▶ [Exercise prompt]: Copy out all the data, word for word.

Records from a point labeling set
····················

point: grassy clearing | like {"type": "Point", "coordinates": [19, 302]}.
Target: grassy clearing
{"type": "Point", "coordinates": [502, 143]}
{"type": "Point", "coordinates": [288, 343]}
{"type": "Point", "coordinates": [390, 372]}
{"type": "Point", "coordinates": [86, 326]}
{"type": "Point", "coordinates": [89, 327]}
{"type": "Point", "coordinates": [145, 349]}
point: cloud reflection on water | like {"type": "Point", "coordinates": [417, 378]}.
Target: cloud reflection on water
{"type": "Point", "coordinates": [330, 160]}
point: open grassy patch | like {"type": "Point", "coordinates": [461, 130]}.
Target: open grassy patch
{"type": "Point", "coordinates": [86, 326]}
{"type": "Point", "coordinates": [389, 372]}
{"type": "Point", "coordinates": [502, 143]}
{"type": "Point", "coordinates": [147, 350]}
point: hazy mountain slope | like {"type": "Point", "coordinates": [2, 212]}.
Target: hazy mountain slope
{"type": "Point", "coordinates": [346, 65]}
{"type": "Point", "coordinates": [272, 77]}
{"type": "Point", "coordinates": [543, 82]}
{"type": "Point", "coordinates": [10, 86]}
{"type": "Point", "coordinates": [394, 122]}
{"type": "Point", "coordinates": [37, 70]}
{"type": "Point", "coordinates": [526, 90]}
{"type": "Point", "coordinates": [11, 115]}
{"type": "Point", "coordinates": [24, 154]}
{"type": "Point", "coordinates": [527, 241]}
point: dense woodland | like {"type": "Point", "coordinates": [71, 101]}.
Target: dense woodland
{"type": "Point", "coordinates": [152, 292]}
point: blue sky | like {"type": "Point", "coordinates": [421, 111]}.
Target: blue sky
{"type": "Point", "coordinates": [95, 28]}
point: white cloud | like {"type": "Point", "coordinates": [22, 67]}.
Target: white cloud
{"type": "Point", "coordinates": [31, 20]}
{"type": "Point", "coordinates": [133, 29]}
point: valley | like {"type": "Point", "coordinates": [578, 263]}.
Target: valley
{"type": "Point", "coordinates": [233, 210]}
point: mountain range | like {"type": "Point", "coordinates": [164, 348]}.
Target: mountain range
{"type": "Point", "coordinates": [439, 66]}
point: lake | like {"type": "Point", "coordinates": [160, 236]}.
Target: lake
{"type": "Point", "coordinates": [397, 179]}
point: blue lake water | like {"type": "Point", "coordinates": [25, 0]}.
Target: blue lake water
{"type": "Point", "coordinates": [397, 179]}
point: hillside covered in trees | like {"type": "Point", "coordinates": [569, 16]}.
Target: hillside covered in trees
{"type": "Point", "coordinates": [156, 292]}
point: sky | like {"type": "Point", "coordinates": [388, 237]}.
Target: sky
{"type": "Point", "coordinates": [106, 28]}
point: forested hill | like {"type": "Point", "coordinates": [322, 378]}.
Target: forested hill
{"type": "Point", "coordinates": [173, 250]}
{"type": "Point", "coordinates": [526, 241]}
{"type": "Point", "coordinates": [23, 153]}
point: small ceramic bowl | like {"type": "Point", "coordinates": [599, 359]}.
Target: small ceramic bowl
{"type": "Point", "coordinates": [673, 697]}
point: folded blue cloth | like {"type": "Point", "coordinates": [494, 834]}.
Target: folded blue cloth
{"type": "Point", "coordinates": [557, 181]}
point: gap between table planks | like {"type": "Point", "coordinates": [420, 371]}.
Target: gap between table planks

····················

▶ [Task solution]:
point: grassy clearing | like {"type": "Point", "coordinates": [19, 302]}.
Target: grassy clearing
{"type": "Point", "coordinates": [502, 143]}
{"type": "Point", "coordinates": [288, 343]}
{"type": "Point", "coordinates": [390, 372]}
{"type": "Point", "coordinates": [86, 326]}
{"type": "Point", "coordinates": [89, 327]}
{"type": "Point", "coordinates": [145, 349]}
point: cloud reflection on water | like {"type": "Point", "coordinates": [417, 378]}.
Target: cloud reflection on water
{"type": "Point", "coordinates": [330, 160]}
point: open grassy patch | like {"type": "Point", "coordinates": [461, 130]}.
Target: open grassy patch
{"type": "Point", "coordinates": [86, 326]}
{"type": "Point", "coordinates": [389, 372]}
{"type": "Point", "coordinates": [502, 143]}
{"type": "Point", "coordinates": [147, 350]}
point: hazy mountain slope | like {"type": "Point", "coordinates": [2, 212]}.
Target: hazy mountain slope
{"type": "Point", "coordinates": [346, 65]}
{"type": "Point", "coordinates": [272, 77]}
{"type": "Point", "coordinates": [543, 82]}
{"type": "Point", "coordinates": [10, 86]}
{"type": "Point", "coordinates": [394, 122]}
{"type": "Point", "coordinates": [37, 70]}
{"type": "Point", "coordinates": [526, 90]}
{"type": "Point", "coordinates": [11, 115]}
{"type": "Point", "coordinates": [24, 154]}
{"type": "Point", "coordinates": [527, 241]}
point: dense woodland | like {"type": "Point", "coordinates": [71, 101]}.
Target: dense woodland
{"type": "Point", "coordinates": [152, 292]}
point: blue sky | like {"type": "Point", "coordinates": [421, 111]}.
Target: blue sky
{"type": "Point", "coordinates": [95, 28]}
point: white cloud | like {"type": "Point", "coordinates": [22, 67]}.
Target: white cloud
{"type": "Point", "coordinates": [31, 20]}
{"type": "Point", "coordinates": [133, 29]}
point: valley | like {"type": "Point", "coordinates": [578, 263]}.
Target: valley
{"type": "Point", "coordinates": [233, 210]}
point: mountain range | like {"type": "Point", "coordinates": [164, 348]}.
Target: mountain range
{"type": "Point", "coordinates": [439, 66]}
point: lake | like {"type": "Point", "coordinates": [160, 236]}.
Target: lake
{"type": "Point", "coordinates": [397, 179]}
point: blue lake water | like {"type": "Point", "coordinates": [25, 0]}.
Target: blue lake water
{"type": "Point", "coordinates": [397, 179]}
point: hillside covered in trees | like {"type": "Point", "coordinates": [569, 16]}.
Target: hillside covered in trees
{"type": "Point", "coordinates": [156, 292]}
point: sky | like {"type": "Point", "coordinates": [388, 237]}.
Target: sky
{"type": "Point", "coordinates": [106, 28]}
point: forested hill | like {"type": "Point", "coordinates": [322, 378]}.
Target: forested hill
{"type": "Point", "coordinates": [173, 250]}
{"type": "Point", "coordinates": [526, 241]}
{"type": "Point", "coordinates": [23, 153]}
point: small ceramic bowl | like {"type": "Point", "coordinates": [599, 359]}.
Target: small ceramic bowl
{"type": "Point", "coordinates": [673, 697]}
point: folded blue cloth | like {"type": "Point", "coordinates": [494, 834]}.
Target: folded blue cloth
{"type": "Point", "coordinates": [557, 181]}
point: gap between table planks | like {"type": "Point", "coordinates": [420, 371]}.
Target: gap between table planks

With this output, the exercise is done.